Problem details – Everything from the line containing "the golden grass." through the line containing "of the ocean." should be repeated exactly, and nothing else from the data.
== Segment start ==
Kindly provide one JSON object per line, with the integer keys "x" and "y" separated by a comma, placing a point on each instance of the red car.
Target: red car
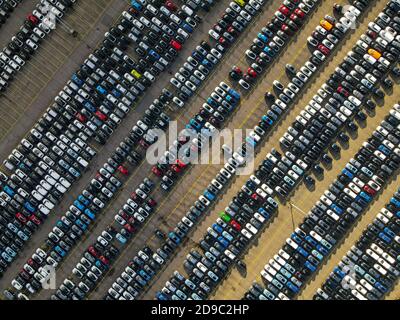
{"x": 176, "y": 168}
{"x": 80, "y": 117}
{"x": 369, "y": 190}
{"x": 170, "y": 5}
{"x": 144, "y": 144}
{"x": 180, "y": 163}
{"x": 237, "y": 70}
{"x": 285, "y": 10}
{"x": 93, "y": 251}
{"x": 123, "y": 170}
{"x": 156, "y": 171}
{"x": 299, "y": 13}
{"x": 33, "y": 19}
{"x": 343, "y": 91}
{"x": 32, "y": 263}
{"x": 324, "y": 49}
{"x": 21, "y": 218}
{"x": 104, "y": 260}
{"x": 176, "y": 45}
{"x": 235, "y": 225}
{"x": 251, "y": 72}
{"x": 101, "y": 115}
{"x": 151, "y": 202}
{"x": 129, "y": 228}
{"x": 35, "y": 220}
{"x": 133, "y": 11}
{"x": 286, "y": 30}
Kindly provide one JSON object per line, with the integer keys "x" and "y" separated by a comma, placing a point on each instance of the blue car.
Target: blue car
{"x": 154, "y": 54}
{"x": 296, "y": 238}
{"x": 223, "y": 241}
{"x": 268, "y": 51}
{"x": 292, "y": 287}
{"x": 311, "y": 241}
{"x": 348, "y": 173}
{"x": 365, "y": 196}
{"x": 212, "y": 102}
{"x": 380, "y": 287}
{"x": 101, "y": 90}
{"x": 384, "y": 150}
{"x": 161, "y": 296}
{"x": 28, "y": 206}
{"x": 339, "y": 272}
{"x": 231, "y": 100}
{"x": 196, "y": 125}
{"x": 187, "y": 27}
{"x": 207, "y": 64}
{"x": 235, "y": 94}
{"x": 389, "y": 232}
{"x": 60, "y": 251}
{"x": 116, "y": 93}
{"x": 217, "y": 228}
{"x": 9, "y": 191}
{"x": 81, "y": 224}
{"x": 136, "y": 5}
{"x": 90, "y": 214}
{"x": 77, "y": 80}
{"x": 267, "y": 120}
{"x": 384, "y": 237}
{"x": 144, "y": 275}
{"x": 83, "y": 200}
{"x": 262, "y": 37}
{"x": 120, "y": 238}
{"x": 251, "y": 141}
{"x": 79, "y": 205}
{"x": 336, "y": 208}
{"x": 61, "y": 225}
{"x": 210, "y": 196}
{"x": 303, "y": 252}
{"x": 310, "y": 266}
{"x": 89, "y": 106}
{"x": 322, "y": 249}
{"x": 174, "y": 238}
{"x": 396, "y": 202}
{"x": 264, "y": 213}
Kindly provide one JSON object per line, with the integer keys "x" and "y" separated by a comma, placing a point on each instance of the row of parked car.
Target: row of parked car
{"x": 114, "y": 162}
{"x": 169, "y": 165}
{"x": 272, "y": 39}
{"x": 345, "y": 93}
{"x": 197, "y": 134}
{"x": 210, "y": 194}
{"x": 227, "y": 239}
{"x": 370, "y": 269}
{"x": 249, "y": 191}
{"x": 98, "y": 258}
{"x": 328, "y": 222}
{"x": 133, "y": 219}
{"x": 6, "y": 8}
{"x": 27, "y": 40}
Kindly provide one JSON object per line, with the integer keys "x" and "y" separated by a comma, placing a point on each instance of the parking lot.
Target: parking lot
{"x": 59, "y": 55}
{"x": 45, "y": 74}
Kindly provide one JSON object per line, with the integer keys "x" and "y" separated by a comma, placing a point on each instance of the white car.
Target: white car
{"x": 213, "y": 34}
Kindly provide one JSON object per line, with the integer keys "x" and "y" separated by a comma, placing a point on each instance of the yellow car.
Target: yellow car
{"x": 374, "y": 53}
{"x": 136, "y": 74}
{"x": 326, "y": 25}
{"x": 240, "y": 2}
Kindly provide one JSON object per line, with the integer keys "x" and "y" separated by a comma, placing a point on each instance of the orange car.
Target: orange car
{"x": 326, "y": 25}
{"x": 374, "y": 53}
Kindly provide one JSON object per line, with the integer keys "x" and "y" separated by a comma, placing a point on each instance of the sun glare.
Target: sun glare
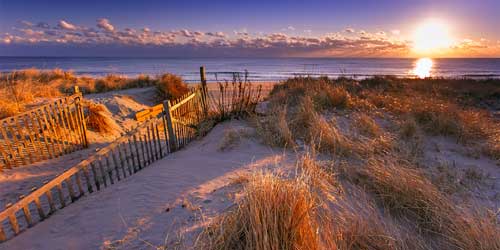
{"x": 423, "y": 67}
{"x": 432, "y": 37}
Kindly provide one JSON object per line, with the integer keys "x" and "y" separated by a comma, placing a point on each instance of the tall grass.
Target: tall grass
{"x": 274, "y": 214}
{"x": 20, "y": 89}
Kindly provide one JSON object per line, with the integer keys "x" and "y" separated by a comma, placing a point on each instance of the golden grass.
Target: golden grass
{"x": 274, "y": 213}
{"x": 21, "y": 88}
{"x": 99, "y": 119}
{"x": 170, "y": 87}
{"x": 408, "y": 193}
{"x": 274, "y": 130}
{"x": 366, "y": 125}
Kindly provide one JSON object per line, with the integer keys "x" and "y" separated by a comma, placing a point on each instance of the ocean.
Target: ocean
{"x": 259, "y": 69}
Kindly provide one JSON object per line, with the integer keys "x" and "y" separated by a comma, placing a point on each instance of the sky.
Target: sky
{"x": 258, "y": 28}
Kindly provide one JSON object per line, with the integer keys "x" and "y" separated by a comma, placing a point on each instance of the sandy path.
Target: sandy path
{"x": 123, "y": 104}
{"x": 143, "y": 210}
== Segment end ==
Solution to this exercise –
Kindly provide one JSON object per line, with the integer keys "x" and "y" separated by a comma, placing a point on each instance of the golden grass.
Target: golden grass
{"x": 274, "y": 213}
{"x": 21, "y": 88}
{"x": 99, "y": 119}
{"x": 170, "y": 87}
{"x": 408, "y": 193}
{"x": 274, "y": 130}
{"x": 366, "y": 125}
Kindly provide one JSON object per line, with the integer keys "x" and "y" separated by a comma, placing a point on each instance of the ocean.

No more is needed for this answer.